_Work to do_:
Turn the lines of the items below into a numbered list, leaving out any blank lines.

_Data entries_:
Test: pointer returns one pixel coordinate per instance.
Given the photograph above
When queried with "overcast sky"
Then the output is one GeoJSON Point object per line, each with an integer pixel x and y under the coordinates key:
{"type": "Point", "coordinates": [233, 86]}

_Solution_:
1. Test: pointer returns one pixel coordinate per instance.
2. Given the photograph above
3. When queried with "overcast sky"
4. Then the output is one GeoJSON Point object per line, each with an integer pixel x and y under the coordinates key:
5. {"type": "Point", "coordinates": [233, 86]}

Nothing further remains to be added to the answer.